Complete the following ::
a - In the Italy squad article, write out the stretch from "Picking a hypothetical" through "2020 European Championships.".
b - Please translate this sentence from the Italy squad article into Spanish: "Let’s use our imagination and take a look at what a 23-man Italy squad could have looked like had they qualified."

Picking a hypothetical 23-man World Cup squad for Italy
After a disastrous two-leg playoff loss to Sweden, Italy’s attention now shifts toward redemption and qualification to the 2020 European Championships.
Until then, fans of the Azzurri will be forced to watch in agony as other nations compete for the world’s biggest prize this summer while Italy sits at home.
Still, it’s interesting — and somewhat depressing — to think about what an Italian team would have looked like had they gotten past Sweden like we all expected.
Gian Piero Ventura would have likely been sacked or resigned even if Italy had won the playoff. It’s not too hard to imagine that Roberto Mancini would have been the FIGC’s pick to lead the squad through the World Cup.
Let’s use our imagination and take a look at what a 23-man Italy squad could have looked like had they qualified.
Gianluigi Buffon (Juventus), Mattia Perin (Genoa), Gianluigi Donnarumma (Milan) - Even at 40 years old, Gigi Buffon is still one of the better goalkeepers in the world and would have certainly been on the plane to Russia. He retired from the national team after the loss to Sweden, only to return after being called up for the March friendlies against Argentina and England. Perin really impressed in the team's recent friendly against the Netherlands, showing off his reactions and making some quality saves near the end of the match after Italy went down to 10 men. He'd have a really good shot to unseat Buffon as the team's No. 1 had Italy qualified. Donnarumma had a difficult campaign with Milan, highlighted (or low-lighted) by awful performance in the Coppa Italia final loss to Juventus. He still remains the top young goalkeeper in Italy, and on his best day flashes that world-class potential.
Giorgio Chiellini (Juventus), Leonardo Bonucci (Milan), Alessio Romagnoli (Milan), Daniele Rugani (Juventus), Emerson Palmieri (Chelsea), Mattia De Sciglio (Juventus), Davide Zappacosta (Chelsea) - Although the Italian defense isn't quite as strong as team's of the past, it's still the backbone of the side. Bonucci is the clear favorite to start at right centre back, but Romagnoli would present Mancini with a difficult choice at the left spot between the youngster and the veteran Chiellini. Romagnoli is coming off a promising season for Milan, showing a lot of composure in defense -- particularly with the ball at this feet. Emerson is somewhat of an unknown quantity for the national team with zero caps to date, but a lack of difference makers at the left back spot ahead of him means he has to be a part of this squad. Leonardo Spinazzola would definitely been one of the fullbacks selected, but underwent ACL surgery in May and therefore misses out. De Sciglio and Zappacosta, while unspectacular, are solid and proven commodities to round out the defensive unit.

[Collected data]
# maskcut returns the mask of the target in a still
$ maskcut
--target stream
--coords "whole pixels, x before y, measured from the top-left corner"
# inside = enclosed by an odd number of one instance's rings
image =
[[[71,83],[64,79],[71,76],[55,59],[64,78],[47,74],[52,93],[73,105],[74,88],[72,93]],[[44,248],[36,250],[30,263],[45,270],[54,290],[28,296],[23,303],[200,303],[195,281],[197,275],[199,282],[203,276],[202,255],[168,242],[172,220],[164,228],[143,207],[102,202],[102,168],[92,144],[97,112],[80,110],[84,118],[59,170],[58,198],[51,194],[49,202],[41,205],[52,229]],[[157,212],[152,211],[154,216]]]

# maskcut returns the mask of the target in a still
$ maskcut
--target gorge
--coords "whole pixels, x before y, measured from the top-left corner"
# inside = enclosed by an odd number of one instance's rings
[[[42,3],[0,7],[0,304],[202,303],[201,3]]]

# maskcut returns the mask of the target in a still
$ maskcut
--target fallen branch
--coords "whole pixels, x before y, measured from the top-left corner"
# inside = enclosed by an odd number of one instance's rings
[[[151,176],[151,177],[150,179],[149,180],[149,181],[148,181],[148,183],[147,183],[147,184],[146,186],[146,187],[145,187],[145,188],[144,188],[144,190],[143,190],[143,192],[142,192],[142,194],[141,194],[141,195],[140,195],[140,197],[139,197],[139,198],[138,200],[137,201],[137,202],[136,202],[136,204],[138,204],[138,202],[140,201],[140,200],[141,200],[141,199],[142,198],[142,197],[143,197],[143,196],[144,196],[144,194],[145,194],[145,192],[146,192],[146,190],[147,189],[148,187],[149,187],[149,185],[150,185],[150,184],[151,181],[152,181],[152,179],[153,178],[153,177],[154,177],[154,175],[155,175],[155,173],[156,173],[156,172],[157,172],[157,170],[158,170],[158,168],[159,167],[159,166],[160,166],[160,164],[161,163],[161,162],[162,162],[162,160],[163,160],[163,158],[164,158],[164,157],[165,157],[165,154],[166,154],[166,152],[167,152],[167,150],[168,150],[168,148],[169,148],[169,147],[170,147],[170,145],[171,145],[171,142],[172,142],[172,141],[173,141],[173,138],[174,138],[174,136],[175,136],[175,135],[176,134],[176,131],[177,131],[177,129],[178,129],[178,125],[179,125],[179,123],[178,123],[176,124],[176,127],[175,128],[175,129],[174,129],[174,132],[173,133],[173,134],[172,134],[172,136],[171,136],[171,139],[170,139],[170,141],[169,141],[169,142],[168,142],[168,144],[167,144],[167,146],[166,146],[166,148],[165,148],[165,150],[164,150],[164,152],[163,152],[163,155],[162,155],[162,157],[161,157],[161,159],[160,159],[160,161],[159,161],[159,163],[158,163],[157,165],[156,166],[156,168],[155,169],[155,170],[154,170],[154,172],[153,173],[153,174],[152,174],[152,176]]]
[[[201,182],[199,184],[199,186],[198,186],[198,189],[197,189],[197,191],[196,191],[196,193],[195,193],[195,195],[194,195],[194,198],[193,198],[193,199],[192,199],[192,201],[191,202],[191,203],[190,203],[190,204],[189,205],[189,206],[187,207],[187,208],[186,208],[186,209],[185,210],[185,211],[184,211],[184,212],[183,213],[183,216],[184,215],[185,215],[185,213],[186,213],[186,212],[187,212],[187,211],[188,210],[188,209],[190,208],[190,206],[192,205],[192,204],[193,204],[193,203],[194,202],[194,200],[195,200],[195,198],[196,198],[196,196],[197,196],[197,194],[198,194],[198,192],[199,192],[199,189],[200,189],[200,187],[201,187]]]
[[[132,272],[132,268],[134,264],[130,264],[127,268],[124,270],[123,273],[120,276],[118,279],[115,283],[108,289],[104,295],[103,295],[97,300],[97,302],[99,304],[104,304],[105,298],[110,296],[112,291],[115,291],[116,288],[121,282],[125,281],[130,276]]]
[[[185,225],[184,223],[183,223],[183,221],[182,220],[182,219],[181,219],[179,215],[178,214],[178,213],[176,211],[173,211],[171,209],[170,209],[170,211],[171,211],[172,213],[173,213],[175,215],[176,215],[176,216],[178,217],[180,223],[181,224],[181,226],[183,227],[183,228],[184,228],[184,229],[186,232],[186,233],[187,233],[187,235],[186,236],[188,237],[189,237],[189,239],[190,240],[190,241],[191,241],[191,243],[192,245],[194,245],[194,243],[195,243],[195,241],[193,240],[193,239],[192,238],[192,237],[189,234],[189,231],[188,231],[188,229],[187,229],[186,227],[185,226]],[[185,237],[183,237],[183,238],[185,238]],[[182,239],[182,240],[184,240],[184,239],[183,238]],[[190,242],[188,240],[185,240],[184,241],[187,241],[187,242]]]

Expected results ::
a -
Picking a hypothetical 23-man World Cup squad for Italy
After a disastrous two-leg playoff loss to Sweden, Italy’s attention now shifts toward redemption and qualification to the 2020 European Championships.

b - Usemos nuestra imaginación y echemos un vistazo a cómo podría haber sido una convocatoria de 23 jugadores de Italia si se hubiera clasificado.